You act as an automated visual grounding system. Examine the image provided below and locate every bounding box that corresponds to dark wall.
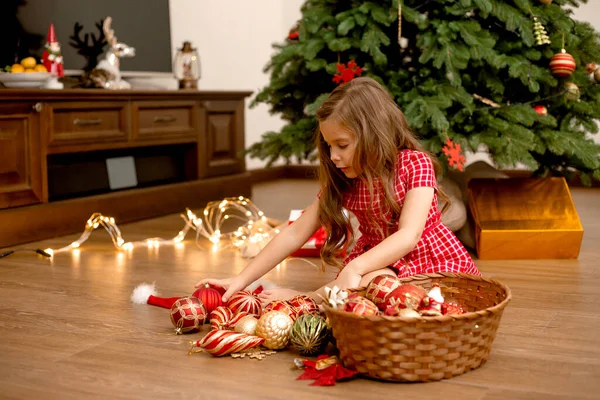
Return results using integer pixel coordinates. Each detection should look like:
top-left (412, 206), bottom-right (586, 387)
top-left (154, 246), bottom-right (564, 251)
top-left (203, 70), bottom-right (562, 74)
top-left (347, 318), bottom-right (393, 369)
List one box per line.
top-left (4, 0), bottom-right (172, 72)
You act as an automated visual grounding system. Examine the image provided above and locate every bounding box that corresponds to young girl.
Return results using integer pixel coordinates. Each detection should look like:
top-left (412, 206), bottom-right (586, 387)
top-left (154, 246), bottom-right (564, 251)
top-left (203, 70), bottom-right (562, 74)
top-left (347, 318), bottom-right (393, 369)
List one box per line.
top-left (196, 77), bottom-right (480, 304)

__________

Directions — Copy out each line of the material in which the word "system" turns up.

Exercise output —
You act as an automated visual grounding system. Examine the image provided below and locate every bounding box that corresponds to dark wall.
You act as an automated visual grounding system. Examine the image provided above and locate every bounding box that corresponds to young girl.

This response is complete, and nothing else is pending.